Exercise aim — Please transcribe all of the material below word for word, and leave the images out of your copy.

(Pointing records for named objects)
+--
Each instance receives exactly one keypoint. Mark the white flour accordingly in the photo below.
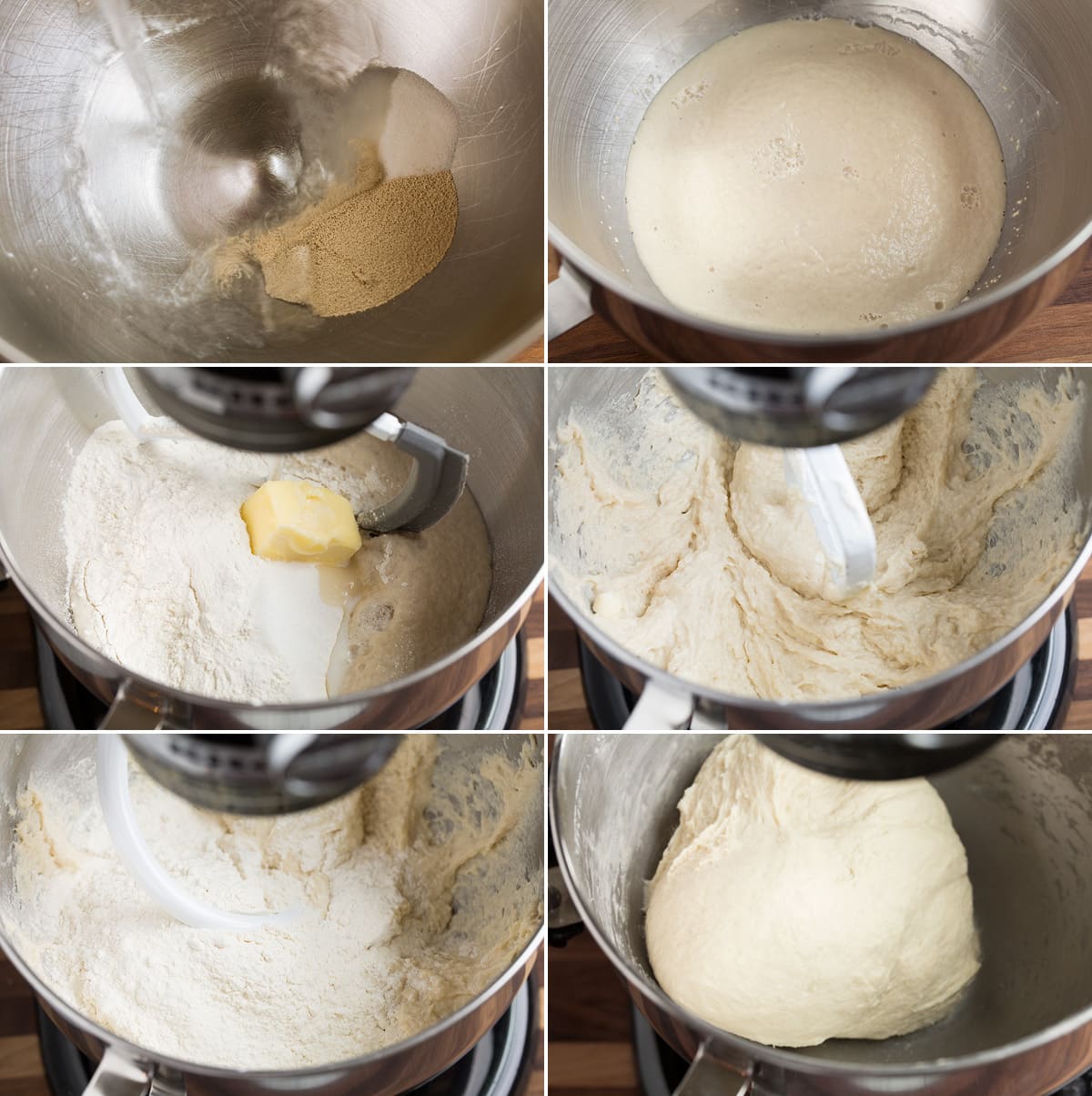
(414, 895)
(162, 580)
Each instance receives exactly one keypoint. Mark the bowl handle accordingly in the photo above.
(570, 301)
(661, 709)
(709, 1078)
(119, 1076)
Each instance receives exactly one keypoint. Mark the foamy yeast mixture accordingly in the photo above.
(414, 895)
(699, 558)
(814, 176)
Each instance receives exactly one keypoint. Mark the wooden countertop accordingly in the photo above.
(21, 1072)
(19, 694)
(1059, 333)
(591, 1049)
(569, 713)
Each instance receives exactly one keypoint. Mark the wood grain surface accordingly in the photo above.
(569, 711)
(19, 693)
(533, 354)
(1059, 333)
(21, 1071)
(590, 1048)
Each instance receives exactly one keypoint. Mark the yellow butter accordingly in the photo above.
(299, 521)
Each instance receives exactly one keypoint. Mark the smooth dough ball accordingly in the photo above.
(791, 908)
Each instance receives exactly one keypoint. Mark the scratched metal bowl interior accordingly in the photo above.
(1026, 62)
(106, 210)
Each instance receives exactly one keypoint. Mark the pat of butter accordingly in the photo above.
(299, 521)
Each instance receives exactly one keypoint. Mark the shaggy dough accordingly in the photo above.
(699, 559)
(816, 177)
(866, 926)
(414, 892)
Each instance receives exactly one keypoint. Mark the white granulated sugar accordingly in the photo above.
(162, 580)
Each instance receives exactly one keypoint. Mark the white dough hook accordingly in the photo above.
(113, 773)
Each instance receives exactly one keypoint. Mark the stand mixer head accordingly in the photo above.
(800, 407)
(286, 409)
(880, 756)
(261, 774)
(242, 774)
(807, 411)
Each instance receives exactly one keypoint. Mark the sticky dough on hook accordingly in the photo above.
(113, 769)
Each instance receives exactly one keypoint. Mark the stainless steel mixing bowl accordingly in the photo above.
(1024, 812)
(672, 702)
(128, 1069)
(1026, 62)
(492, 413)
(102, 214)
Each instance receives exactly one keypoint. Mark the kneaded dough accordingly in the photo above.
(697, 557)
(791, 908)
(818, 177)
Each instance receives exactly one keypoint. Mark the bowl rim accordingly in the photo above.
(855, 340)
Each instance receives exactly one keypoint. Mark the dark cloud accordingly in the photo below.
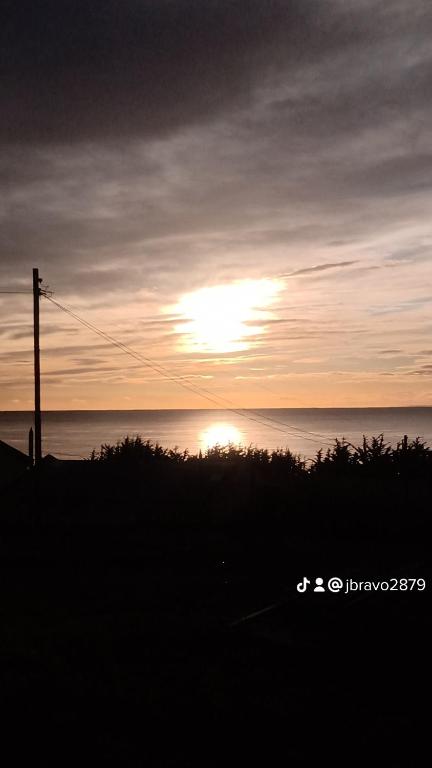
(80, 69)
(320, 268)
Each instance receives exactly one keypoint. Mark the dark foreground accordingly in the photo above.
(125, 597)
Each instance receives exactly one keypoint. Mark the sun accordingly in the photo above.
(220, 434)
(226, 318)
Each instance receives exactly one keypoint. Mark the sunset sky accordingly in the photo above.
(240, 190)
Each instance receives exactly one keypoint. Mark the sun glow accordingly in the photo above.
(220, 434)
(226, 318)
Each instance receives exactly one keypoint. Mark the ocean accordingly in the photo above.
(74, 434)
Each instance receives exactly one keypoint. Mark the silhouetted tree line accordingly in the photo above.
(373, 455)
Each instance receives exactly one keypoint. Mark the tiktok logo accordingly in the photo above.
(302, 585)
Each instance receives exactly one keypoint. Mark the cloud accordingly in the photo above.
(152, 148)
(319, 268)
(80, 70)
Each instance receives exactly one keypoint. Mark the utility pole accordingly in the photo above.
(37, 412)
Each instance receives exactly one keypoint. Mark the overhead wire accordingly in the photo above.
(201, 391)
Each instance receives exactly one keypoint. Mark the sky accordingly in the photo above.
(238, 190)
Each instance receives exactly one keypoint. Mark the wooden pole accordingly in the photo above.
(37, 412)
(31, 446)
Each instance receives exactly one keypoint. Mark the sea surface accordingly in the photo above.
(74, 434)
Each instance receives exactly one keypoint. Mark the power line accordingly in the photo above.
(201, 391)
+--
Result for this task —
Each instance receives exactly one keypoint. Mark the white flour accordingly in the photo below.
(414, 895)
(162, 580)
Each instance receives exactly one keypoint. Mark the bowl handle accordingly in the photo above.
(570, 301)
(661, 709)
(709, 1078)
(119, 1076)
Each instance receives exactly one keypoint. Mark the foamy yeast mixture accordingly in the photo above.
(414, 895)
(699, 558)
(814, 176)
Each instance receives exactly one keypoint. Mark the wooden countertop accordingly in the photo above.
(21, 1072)
(19, 694)
(1059, 333)
(591, 1049)
(569, 713)
Each instance receives exactly one keypoint. Mark the wood grain surface accordingly in the photo above.
(569, 711)
(19, 693)
(533, 354)
(1059, 333)
(21, 1071)
(590, 1048)
Each instance receives exactly one keypoint. Mark the yellow butter accordingly in the photo above.
(299, 521)
Each instance receives exactly one keypoint. Mark the smooth dough ball accordingly in the photo above.
(791, 908)
Each instance receives exactly one keypoint. Mark the scratched metal bowl interior accordingly in the photo above.
(1026, 62)
(106, 210)
Each instance receives exactly one keypoint. Mark the pat of butter accordingly in the photo above.
(299, 521)
Each instance receives exactly one keypoint. Mark the shaggy dough accordingly in the photo above.
(699, 559)
(816, 177)
(866, 926)
(414, 892)
Each instance receives exactly one keypoint. Mark the white granulated sugar accordingly in the photo above.
(162, 580)
Each instance receives exactly one keypoint. Mark the white dough hook accordingly in the photo above.
(113, 773)
Each instance receives exactly one keypoint. Mark the stand mixer head accordingly in the photo above.
(800, 407)
(286, 409)
(880, 756)
(261, 774)
(242, 774)
(807, 411)
Each instance receives exactly one keypoint. Mark the sticky dough on hook accordingly in the photo above.
(113, 769)
Each instance receives exactly one keypoint. Mark the stainless steel mixing bowl accordingly in the photo above.
(1024, 812)
(672, 702)
(128, 1069)
(1026, 62)
(492, 413)
(102, 214)
Each instance receives exactly one keypoint. Mark the kneaded dough accordingly in the photo above.
(697, 557)
(791, 908)
(818, 177)
Each instance receives exactly one keypoint. Mark the bowl rim accordingly in the photo above.
(855, 340)
Each instance receives exactly one keypoint. Mark the dark cloud accordingly in the photo below.
(80, 69)
(320, 268)
Each instance receives exactly one keypoint. Mark the dark foreground accordingly in the photo above.
(125, 597)
Each instance receives exactly one keypoint. Mark the sun accordingly in the photo above.
(220, 434)
(226, 318)
Each instance receives exactly one keypoint. Mark the sunset sky accordingly in the photo above.
(240, 190)
Each instance receives exactly one keypoint. Mark the sun glow accordingly in the photo above.
(220, 434)
(226, 318)
Each instance receives exactly one keypoint. Mark the ocean accordingly in the photo above.
(74, 434)
Each instance receives exactly one keypoint. Mark the silhouetted tree line accordingly in the photo above.
(373, 455)
Each instance receives exactly one keypoint. Mark the tiktok logo accordingly in the photo above.
(302, 585)
Each instance receives exactly one keypoint. Mark the cloud accordingly in the photo above.
(152, 148)
(319, 268)
(80, 70)
Each instance receives exactly one keypoint. Mark the utility pole accordingly in the photo above.
(37, 412)
Each instance receives exactly one keypoint. Mark the overhead wire accordingly in the photo above.
(201, 391)
Each instance receives exactly one keypoint. Mark the sky accordingly in the photo above.
(238, 190)
Each instance receives exactly one keypoint. Mark the wooden pole accordingly in the photo above.
(37, 412)
(31, 446)
Each instance receives exactly one keypoint. Mark the sea surface accordingly in the photo above.
(74, 434)
Each instance receives exactly one keypoint. Mark the power line accordingly in the photo above.
(201, 391)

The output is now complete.